START RECORDED INFORMATION
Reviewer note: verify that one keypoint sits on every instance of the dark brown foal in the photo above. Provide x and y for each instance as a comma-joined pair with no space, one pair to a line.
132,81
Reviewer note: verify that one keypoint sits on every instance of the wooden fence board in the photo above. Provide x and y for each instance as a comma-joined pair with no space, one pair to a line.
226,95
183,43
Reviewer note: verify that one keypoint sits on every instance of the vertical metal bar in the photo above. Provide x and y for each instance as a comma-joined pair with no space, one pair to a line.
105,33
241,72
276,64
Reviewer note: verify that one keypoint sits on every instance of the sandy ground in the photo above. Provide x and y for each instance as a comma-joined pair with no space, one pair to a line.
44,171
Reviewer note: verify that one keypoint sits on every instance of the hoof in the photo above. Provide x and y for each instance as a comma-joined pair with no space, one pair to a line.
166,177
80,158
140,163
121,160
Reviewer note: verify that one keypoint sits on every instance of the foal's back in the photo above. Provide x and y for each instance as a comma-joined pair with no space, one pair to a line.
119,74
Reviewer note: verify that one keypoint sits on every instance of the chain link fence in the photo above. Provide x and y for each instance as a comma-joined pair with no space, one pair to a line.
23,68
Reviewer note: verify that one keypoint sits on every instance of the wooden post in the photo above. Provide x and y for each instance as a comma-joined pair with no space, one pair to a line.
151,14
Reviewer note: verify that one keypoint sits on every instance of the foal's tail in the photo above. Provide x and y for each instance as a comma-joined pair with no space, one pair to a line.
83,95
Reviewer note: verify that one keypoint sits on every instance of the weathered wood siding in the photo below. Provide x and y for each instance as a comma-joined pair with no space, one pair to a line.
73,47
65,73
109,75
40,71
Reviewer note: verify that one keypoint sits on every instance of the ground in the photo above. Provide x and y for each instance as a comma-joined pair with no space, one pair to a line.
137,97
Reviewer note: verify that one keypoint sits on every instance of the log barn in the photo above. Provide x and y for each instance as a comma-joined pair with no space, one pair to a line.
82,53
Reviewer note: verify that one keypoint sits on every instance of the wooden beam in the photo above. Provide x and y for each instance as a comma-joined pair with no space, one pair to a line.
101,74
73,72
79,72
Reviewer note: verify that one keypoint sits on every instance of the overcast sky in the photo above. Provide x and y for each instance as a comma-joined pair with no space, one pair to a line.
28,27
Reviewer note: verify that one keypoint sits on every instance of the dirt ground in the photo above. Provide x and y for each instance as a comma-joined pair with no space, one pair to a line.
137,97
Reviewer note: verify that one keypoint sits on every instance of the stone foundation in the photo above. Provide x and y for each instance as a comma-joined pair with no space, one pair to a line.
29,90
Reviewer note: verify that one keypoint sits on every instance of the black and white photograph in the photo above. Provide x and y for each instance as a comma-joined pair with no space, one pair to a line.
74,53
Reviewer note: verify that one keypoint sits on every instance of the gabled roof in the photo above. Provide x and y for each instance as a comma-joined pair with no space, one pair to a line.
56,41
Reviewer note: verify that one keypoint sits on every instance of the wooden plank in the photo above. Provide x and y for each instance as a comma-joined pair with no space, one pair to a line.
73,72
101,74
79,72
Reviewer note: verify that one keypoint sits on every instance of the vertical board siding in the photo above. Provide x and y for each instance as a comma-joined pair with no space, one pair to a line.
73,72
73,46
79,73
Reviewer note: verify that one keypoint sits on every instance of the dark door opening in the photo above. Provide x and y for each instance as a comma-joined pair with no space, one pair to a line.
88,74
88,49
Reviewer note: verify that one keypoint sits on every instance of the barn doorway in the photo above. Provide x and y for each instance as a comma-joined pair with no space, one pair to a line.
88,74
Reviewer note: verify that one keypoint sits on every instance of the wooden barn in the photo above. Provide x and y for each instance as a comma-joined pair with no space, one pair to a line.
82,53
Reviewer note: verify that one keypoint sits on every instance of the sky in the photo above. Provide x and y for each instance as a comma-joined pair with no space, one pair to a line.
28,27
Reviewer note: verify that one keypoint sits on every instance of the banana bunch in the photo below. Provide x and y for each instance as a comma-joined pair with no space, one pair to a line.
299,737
END RECORDED INFORMATION
START RECORDED INFORMATION
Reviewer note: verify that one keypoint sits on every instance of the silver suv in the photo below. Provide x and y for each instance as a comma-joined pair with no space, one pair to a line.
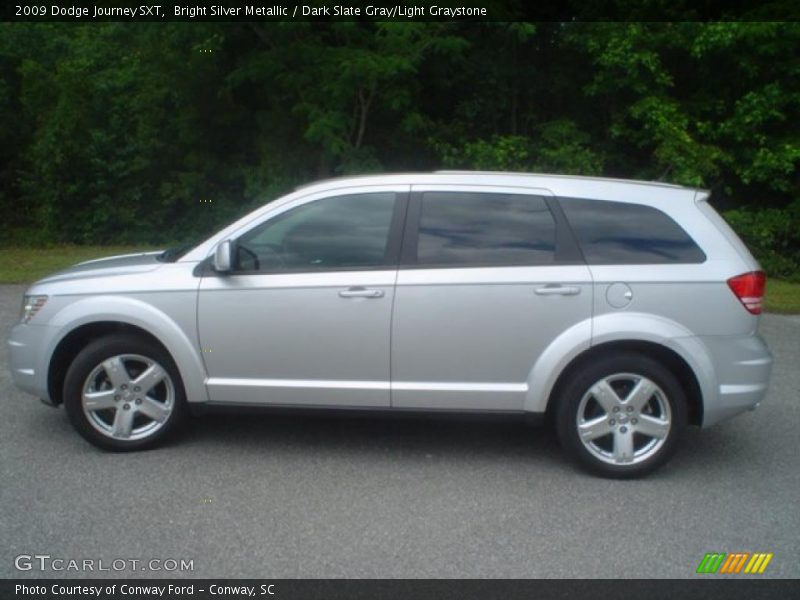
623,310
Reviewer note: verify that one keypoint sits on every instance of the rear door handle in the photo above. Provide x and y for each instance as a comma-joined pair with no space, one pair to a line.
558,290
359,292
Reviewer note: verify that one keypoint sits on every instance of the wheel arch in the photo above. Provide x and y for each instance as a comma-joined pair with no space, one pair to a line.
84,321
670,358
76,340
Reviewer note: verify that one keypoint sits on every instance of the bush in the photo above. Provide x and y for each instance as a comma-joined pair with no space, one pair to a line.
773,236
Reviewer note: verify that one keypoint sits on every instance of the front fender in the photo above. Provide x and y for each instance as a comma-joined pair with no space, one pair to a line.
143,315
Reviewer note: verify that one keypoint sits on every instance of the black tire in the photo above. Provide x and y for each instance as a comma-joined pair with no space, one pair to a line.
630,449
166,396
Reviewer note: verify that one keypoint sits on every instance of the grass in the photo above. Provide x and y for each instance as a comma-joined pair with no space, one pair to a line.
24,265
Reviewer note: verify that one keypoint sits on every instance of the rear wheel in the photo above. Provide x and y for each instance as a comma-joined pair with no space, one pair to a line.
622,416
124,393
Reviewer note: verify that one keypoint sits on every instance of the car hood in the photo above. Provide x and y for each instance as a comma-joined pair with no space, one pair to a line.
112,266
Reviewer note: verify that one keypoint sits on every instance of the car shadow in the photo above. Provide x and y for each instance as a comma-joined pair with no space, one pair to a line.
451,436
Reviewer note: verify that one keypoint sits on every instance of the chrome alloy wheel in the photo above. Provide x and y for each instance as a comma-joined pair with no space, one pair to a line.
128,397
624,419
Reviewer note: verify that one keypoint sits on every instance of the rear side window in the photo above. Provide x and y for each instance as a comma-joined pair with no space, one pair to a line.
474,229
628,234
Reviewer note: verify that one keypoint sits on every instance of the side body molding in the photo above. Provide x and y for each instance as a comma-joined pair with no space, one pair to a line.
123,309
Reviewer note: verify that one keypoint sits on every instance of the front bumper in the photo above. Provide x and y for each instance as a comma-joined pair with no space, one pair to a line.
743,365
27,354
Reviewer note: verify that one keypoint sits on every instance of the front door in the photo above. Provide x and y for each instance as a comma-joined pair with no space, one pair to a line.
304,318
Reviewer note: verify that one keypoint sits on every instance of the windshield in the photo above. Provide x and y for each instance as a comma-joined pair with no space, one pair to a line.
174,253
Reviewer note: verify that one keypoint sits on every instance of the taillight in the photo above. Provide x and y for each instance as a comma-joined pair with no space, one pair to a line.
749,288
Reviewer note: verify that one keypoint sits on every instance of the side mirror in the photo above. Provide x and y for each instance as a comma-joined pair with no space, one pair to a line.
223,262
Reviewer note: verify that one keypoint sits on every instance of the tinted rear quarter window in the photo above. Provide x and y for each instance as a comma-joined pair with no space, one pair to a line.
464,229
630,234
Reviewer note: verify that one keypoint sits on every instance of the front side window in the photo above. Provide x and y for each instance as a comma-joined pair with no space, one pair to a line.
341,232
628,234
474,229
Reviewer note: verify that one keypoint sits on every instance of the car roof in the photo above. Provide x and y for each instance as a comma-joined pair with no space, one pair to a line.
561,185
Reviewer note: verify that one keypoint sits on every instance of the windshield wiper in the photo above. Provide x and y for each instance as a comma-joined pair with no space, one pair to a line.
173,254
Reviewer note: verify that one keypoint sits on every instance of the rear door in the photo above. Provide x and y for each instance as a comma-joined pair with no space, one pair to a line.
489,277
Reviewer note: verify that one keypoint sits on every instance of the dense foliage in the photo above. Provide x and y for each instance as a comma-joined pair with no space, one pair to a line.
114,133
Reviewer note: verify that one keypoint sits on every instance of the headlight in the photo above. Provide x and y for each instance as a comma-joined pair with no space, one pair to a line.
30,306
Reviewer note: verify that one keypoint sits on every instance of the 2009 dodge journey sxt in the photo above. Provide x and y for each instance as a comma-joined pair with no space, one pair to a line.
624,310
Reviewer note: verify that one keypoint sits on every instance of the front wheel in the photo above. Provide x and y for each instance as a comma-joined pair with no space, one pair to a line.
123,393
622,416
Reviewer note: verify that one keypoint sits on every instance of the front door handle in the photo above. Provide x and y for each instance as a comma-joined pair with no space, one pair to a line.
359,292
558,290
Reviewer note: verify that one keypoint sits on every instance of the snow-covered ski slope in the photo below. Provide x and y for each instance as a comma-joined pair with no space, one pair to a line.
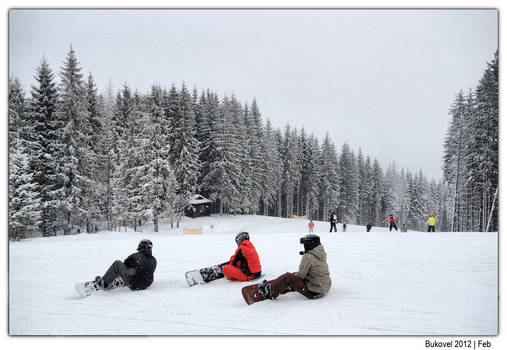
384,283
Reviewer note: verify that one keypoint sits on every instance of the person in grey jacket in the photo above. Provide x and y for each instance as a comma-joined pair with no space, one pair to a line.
END RECORDED INFORMATION
START RECORDED INFORMATION
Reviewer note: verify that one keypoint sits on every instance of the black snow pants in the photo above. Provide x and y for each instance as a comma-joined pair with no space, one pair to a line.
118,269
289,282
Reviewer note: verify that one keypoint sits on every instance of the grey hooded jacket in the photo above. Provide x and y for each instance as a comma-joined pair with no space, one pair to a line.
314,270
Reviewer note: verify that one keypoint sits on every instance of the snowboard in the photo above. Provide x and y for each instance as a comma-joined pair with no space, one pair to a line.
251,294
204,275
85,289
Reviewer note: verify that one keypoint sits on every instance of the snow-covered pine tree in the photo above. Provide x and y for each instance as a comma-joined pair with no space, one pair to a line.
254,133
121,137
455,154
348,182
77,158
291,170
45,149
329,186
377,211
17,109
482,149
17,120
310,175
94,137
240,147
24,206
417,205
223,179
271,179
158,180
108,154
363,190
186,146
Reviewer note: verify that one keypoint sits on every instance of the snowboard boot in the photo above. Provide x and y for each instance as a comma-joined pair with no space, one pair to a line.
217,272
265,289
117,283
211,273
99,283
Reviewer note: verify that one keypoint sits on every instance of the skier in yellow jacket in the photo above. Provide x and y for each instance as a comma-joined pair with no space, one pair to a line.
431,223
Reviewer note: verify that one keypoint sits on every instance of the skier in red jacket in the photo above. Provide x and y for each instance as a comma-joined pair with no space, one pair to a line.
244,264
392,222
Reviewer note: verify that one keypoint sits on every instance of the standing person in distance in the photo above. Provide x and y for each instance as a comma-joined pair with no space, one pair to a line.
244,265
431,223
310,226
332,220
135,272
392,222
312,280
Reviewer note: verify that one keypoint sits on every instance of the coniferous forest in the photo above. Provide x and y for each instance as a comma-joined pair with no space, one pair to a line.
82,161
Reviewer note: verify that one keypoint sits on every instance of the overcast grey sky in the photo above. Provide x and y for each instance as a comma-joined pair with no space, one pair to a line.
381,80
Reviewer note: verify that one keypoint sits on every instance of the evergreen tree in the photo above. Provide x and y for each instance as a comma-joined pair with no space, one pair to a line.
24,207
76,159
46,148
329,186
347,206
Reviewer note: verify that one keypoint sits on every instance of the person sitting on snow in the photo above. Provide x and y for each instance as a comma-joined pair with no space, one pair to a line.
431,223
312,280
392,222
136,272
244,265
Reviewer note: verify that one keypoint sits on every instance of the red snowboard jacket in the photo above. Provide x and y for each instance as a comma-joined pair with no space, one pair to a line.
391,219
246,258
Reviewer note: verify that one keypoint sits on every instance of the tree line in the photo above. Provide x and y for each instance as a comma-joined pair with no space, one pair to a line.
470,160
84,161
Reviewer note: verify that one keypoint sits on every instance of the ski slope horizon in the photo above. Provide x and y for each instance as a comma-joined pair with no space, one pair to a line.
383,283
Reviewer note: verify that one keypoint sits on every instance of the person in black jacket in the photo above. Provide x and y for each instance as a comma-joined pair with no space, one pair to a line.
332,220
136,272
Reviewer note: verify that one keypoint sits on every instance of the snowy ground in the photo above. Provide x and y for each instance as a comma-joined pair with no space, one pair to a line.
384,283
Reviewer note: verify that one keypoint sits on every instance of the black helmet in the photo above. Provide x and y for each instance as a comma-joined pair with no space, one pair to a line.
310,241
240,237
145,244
END RECORDED INFORMATION
Nothing but the lines from the one with "the snow-covered ski" to the one with "person in grey" above, both included, should be transcribed, exactly and without pictures.

§ RESULT OF THE EXERCISE
Reviewer note: verify that one keypoint sits on every instance of the snow-covered ski slope in the photo below. Provide x and y for each instance as a comma-joined pair with no space, one pair to a line.
384,283
Reviewer note: verify that one keypoint sits on every instance of the person in grey jacket in the photo above. Provide x and y for each instance as a comma-joined pair with no space, one pair to a line.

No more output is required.